Work item: Word for word, repeat all the entries below, but without the pictures.

○ ○ ○ ○ ○

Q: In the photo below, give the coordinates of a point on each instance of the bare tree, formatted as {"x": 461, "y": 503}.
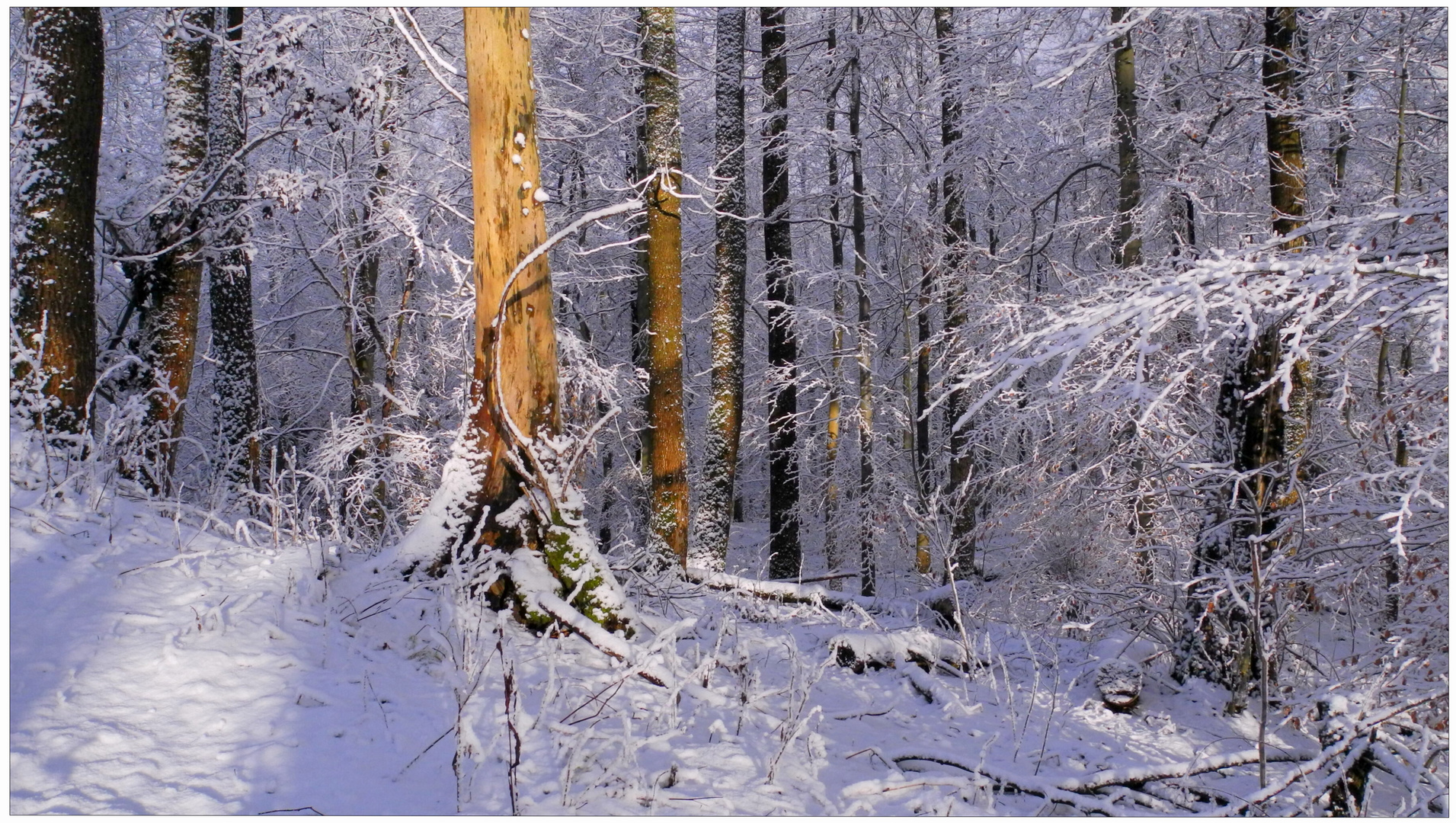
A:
{"x": 714, "y": 520}
{"x": 53, "y": 274}
{"x": 230, "y": 280}
{"x": 778, "y": 248}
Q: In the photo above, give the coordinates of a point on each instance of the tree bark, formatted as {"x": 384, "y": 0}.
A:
{"x": 778, "y": 247}
{"x": 1227, "y": 644}
{"x": 867, "y": 399}
{"x": 960, "y": 495}
{"x": 53, "y": 274}
{"x": 508, "y": 225}
{"x": 714, "y": 522}
{"x": 230, "y": 283}
{"x": 1128, "y": 249}
{"x": 667, "y": 527}
{"x": 169, "y": 289}
{"x": 836, "y": 245}
{"x": 1280, "y": 97}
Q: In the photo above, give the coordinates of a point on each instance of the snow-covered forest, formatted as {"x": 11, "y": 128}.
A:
{"x": 696, "y": 412}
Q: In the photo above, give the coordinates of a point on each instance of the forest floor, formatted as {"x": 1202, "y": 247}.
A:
{"x": 163, "y": 669}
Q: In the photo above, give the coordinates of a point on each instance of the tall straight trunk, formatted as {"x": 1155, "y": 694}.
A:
{"x": 714, "y": 520}
{"x": 171, "y": 286}
{"x": 53, "y": 274}
{"x": 778, "y": 248}
{"x": 1229, "y": 645}
{"x": 230, "y": 281}
{"x": 1280, "y": 97}
{"x": 867, "y": 408}
{"x": 1128, "y": 249}
{"x": 922, "y": 395}
{"x": 1400, "y": 115}
{"x": 836, "y": 245}
{"x": 667, "y": 527}
{"x": 955, "y": 235}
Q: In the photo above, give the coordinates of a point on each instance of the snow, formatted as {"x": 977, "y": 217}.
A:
{"x": 165, "y": 669}
{"x": 158, "y": 669}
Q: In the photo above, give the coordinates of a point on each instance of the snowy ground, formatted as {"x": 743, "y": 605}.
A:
{"x": 161, "y": 669}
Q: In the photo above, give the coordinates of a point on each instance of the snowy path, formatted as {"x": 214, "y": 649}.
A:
{"x": 214, "y": 684}
{"x": 165, "y": 671}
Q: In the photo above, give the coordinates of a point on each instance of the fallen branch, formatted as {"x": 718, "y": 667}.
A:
{"x": 1026, "y": 784}
{"x": 776, "y": 591}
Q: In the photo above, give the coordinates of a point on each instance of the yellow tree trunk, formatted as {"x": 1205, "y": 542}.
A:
{"x": 508, "y": 225}
{"x": 53, "y": 283}
{"x": 667, "y": 525}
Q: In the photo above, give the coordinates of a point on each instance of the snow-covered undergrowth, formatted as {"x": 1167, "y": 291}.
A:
{"x": 159, "y": 668}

○ ○ ○ ○ ○

Response for this exercise:
Q: In the photo below, give the coordinates of a point on each instance of the bare tree, formatted as {"x": 461, "y": 503}.
A:
{"x": 714, "y": 520}
{"x": 53, "y": 274}
{"x": 230, "y": 280}
{"x": 778, "y": 248}
Q: In the photo above, give the coordinates of a point on each instance of the tree bark, formatted as {"x": 384, "y": 0}.
A:
{"x": 778, "y": 247}
{"x": 1227, "y": 644}
{"x": 867, "y": 399}
{"x": 960, "y": 495}
{"x": 53, "y": 274}
{"x": 508, "y": 225}
{"x": 714, "y": 522}
{"x": 230, "y": 283}
{"x": 1128, "y": 249}
{"x": 667, "y": 527}
{"x": 169, "y": 289}
{"x": 836, "y": 245}
{"x": 1280, "y": 97}
Q: In the photo above, give the coordinates of a point on each instance of the snow-covered forest, formatted as {"x": 11, "y": 128}.
A:
{"x": 696, "y": 412}
Q: In the photo above, give the coordinates of a point on each instance of the forest floor, formatted as {"x": 1202, "y": 247}.
A:
{"x": 163, "y": 669}
Q: In the photo above, give the coordinates of a point on each instance of the tall straight trunk, formatted as {"x": 1155, "y": 694}.
A:
{"x": 714, "y": 520}
{"x": 171, "y": 286}
{"x": 53, "y": 274}
{"x": 778, "y": 248}
{"x": 1229, "y": 645}
{"x": 230, "y": 281}
{"x": 1280, "y": 97}
{"x": 867, "y": 408}
{"x": 1128, "y": 249}
{"x": 922, "y": 395}
{"x": 1400, "y": 115}
{"x": 836, "y": 245}
{"x": 667, "y": 527}
{"x": 955, "y": 235}
Q: In the photo above, give the coordinates of a point on each instance of the snow, formatted as {"x": 977, "y": 217}.
A:
{"x": 165, "y": 669}
{"x": 158, "y": 669}
Q: In the photo above, give the coordinates of a point on each instance of the snowy ground, formatted as {"x": 743, "y": 605}.
A:
{"x": 161, "y": 669}
Q: In the photo above, give the coordinates of a point on each instance of the snowy path, formatted as {"x": 214, "y": 649}.
A:
{"x": 214, "y": 684}
{"x": 165, "y": 671}
Q: In the photo above, give the coordinates of a point on each instance of the fallen branch, formatted as {"x": 718, "y": 667}.
A:
{"x": 1026, "y": 784}
{"x": 776, "y": 591}
Q: In the photo above, give the coordinates of a point on each instance of the yellow tree trunk, formatted as {"x": 1205, "y": 542}.
A:
{"x": 508, "y": 225}
{"x": 53, "y": 283}
{"x": 667, "y": 525}
Q: In the photo above, give the coordinates of a point on each instance of the snow-covered undergrowth, formatted as {"x": 1167, "y": 291}.
A:
{"x": 159, "y": 668}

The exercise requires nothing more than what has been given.